Studio album by Blood, Sweat & Tears
- Released: July 1976
- Genre: Blue-eyed soul, Jazz funk
- Length: 38:51
- Label: Columbia
- Producer: Bob James

Blood, Sweat & Tears chronology
| In Concert (1976) | More Than Ever (1976) | Brand New Day (1977) |

= More Than Ever (Blood, Sweat & Tears album) =

More Than Ever is the ninth album by the band Blood, Sweat & Tears, released in July 1976. This was the band's ninth studio album and their last for Columbia Records. The album peaked at number 165 on the Billboard albums chart. It contained one charting single, "You're the One" (US No. 106, AC No. 6).

The personnel changes in the band continued with Mike Stern replacing Georg Wadenius on electric guitar, Danny Trifan replacing Ron McClure on bass, and Forest Buchtell replacing Joe Giorgianni on trumpet. Percussionist Don Alias left the band, and Mike Corbett was added on background vocals. Famed bassist Jaco Pastorius, who had been discovered and signed to Epic Records by Bobby Colomby, was briefly in the band around this time but did not appear on the album.

More Than Ever was produced by Bob James who brought in such legendary session players as Steve Khan on guitar, Richard Tee on keyboards, Eric Gale on guitar, Hugh McCracken on guitar, and Eric Weissberg on banjo and dobro along with vocalist Patti Austin on background vocals to complement the regular BS&T lineup.

The album had an unusual cover design, simply presenting a photo of the vinyl record itself. The UK issue had a different sleeve: although the design was the same, the image differed as the centre label replicated the CBS Records one used in the UK which differed from the Colombia one used in the US.

More Than Ever was re-released on CD in 2003 on the Wounded Bird label along with Sony Music.

==Reception==

The Allmusic review by Bruce Eder says: "For the first time since its second album, the group -- with only drummer Bobby Colomby left from the original lineup and Bob James producing -- sounds bold, enthused, and fully positive in its approach. The sound is a little more R&B oriented and less rocking than the older lineup, which actually makes a better fit overall -- Thomas' singing style is a bit dated, from a tradition of '60s blue-eyed soul that seems fine, but which was really out-of-place amid the disco boom of the second half of the '70s."

= Given entries =
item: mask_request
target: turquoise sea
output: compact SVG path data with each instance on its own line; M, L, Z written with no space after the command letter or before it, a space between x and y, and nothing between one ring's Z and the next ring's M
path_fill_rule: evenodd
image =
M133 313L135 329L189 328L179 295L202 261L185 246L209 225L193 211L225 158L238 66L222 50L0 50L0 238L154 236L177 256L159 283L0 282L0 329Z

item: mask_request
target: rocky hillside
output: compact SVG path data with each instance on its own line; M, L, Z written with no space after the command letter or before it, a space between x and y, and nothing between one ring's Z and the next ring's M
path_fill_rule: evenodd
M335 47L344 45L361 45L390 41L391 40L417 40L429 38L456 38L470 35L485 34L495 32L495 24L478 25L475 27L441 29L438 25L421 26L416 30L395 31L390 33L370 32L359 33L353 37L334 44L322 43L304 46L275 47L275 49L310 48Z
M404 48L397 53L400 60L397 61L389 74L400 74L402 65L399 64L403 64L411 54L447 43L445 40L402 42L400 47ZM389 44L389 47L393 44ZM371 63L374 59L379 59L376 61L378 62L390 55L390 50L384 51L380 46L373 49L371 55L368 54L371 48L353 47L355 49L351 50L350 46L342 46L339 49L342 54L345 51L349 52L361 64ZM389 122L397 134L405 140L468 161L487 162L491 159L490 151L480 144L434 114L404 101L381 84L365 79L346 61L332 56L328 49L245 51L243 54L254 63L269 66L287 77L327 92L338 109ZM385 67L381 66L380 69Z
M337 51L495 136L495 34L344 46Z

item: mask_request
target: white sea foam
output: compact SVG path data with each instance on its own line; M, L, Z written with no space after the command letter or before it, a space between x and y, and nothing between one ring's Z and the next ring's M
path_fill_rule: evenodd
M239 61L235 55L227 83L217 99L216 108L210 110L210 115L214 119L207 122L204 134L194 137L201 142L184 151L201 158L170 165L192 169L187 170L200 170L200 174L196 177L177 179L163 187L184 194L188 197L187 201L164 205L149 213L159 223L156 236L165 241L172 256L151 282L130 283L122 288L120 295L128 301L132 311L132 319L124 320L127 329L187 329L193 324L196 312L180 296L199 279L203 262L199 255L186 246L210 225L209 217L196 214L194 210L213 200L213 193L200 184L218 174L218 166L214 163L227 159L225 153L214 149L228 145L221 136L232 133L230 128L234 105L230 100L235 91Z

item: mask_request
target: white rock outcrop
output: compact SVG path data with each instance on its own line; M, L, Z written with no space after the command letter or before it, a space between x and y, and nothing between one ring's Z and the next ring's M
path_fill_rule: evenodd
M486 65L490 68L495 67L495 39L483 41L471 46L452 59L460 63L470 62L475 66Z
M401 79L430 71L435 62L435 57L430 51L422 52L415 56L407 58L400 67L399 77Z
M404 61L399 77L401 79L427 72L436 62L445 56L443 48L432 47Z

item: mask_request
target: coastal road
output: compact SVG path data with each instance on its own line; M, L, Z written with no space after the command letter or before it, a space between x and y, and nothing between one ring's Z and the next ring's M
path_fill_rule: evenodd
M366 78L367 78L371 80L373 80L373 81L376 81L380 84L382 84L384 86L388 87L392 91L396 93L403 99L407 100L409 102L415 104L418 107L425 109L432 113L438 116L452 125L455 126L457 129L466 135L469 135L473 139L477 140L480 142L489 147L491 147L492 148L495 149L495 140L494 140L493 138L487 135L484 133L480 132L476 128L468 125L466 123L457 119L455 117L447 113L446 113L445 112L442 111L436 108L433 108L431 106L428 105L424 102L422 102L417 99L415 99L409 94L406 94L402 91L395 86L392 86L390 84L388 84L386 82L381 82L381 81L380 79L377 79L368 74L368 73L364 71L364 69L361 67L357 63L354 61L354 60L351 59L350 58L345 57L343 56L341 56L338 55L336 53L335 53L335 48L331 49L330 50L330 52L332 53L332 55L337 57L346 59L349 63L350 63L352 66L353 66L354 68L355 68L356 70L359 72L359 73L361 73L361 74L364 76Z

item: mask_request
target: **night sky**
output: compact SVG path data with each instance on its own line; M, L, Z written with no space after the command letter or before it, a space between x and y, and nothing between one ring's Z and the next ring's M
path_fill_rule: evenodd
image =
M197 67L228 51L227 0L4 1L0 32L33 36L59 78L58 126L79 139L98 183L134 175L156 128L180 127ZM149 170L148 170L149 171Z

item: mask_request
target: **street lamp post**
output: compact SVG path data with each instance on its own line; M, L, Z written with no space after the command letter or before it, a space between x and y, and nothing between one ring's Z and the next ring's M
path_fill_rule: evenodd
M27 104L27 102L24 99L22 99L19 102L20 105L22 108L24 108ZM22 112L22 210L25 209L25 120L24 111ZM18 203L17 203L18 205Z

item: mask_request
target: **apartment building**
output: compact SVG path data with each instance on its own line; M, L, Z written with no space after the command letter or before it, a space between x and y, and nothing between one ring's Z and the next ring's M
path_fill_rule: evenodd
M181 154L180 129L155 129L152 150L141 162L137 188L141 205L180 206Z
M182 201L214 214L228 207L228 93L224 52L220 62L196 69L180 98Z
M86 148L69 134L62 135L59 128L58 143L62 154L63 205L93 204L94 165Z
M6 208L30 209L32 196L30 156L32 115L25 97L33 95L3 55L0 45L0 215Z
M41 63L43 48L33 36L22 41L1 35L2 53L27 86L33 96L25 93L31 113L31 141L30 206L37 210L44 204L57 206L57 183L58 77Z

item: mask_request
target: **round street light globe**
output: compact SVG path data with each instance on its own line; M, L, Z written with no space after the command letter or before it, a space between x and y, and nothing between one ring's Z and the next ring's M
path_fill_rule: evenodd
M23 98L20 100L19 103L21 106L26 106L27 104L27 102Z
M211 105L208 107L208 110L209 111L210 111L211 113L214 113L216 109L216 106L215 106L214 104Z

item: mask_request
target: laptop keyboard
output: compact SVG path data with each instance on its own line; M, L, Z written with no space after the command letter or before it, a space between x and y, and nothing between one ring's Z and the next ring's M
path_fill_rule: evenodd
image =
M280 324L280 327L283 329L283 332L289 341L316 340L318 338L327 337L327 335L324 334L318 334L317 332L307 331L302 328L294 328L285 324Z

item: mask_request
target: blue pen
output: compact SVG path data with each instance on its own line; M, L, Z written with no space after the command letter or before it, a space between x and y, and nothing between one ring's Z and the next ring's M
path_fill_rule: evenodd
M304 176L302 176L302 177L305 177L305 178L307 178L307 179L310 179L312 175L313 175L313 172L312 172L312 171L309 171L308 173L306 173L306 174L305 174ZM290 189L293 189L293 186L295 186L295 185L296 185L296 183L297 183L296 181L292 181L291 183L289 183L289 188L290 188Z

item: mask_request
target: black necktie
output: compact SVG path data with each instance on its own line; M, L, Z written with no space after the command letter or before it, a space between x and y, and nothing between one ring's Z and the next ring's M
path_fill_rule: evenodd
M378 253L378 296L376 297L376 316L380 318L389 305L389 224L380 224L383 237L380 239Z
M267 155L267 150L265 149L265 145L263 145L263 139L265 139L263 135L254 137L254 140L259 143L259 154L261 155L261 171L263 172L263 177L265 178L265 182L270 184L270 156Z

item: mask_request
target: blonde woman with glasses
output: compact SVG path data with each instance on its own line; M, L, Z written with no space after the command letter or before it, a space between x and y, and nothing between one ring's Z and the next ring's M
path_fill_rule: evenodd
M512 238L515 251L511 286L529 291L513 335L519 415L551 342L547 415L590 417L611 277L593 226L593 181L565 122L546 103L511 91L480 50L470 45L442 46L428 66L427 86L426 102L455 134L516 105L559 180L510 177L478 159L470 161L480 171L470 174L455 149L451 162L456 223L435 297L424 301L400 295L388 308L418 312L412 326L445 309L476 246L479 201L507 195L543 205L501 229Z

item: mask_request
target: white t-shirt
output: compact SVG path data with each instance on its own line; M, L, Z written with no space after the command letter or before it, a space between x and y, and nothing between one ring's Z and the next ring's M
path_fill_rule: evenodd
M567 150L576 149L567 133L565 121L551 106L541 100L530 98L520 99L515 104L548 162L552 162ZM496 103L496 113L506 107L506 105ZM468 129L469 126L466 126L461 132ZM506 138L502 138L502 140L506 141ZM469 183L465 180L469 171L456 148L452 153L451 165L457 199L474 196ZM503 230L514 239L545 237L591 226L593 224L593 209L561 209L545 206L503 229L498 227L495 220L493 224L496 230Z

= Your tasks =
1. Using the album text, answer each question:
(a) Who took Georg Wadenius's place on electric guitar?
(b) On which label was the album re-released on CD in 2003?
(c) What was the album's peak position on the Billboard albums chart?
2. Does each statement agree with the album text? Answer yes or no and quote the words that decide it.
(a) This was the band's last album for Columbia Records.
(b) Jaco Pastorius played bass on the album.
(c) The UK issue used an entirely different cover design.
3. Rewrite the passage of the album text that begins with "Studio album by" and ends with "106, AC No. 6).", putting "topped out at" in place of "peaked at".
These items have no connection to the album text.

= Answers to the exercise =
1.
(a) Mike Stern
(b) Wounded Bird, along with Sony Music
(c) Number 165

2.
(a) Yes: "their last for Columbia Records"
(b) No: "was briefly in the band around this time but did not appear on the album"
(c) No: "although the design was the same"

3.
Studio album by Blood, Sweat & Tears
- Released: July 1976
- Genre: Blue-eyed soul, Jazz funk
- Length: 38:51
- Label: Columbia
- Producer: Bob James

Blood, Sweat & Tears chronology
| In Concert (1976) | More Than Ever (1976) | Brand New Day (1977) |

= More Than Ever (Blood, Sweat & Tears album) =

More Than Ever is the ninth album by the band Blood, Sweat & Tears, released in July 1976. This was the band's ninth studio album and their last for Columbia Records. The album topped out at number 165 on the Billboard albums chart. It contained one charting single, "You're the One" (US No. 106, AC No. 6).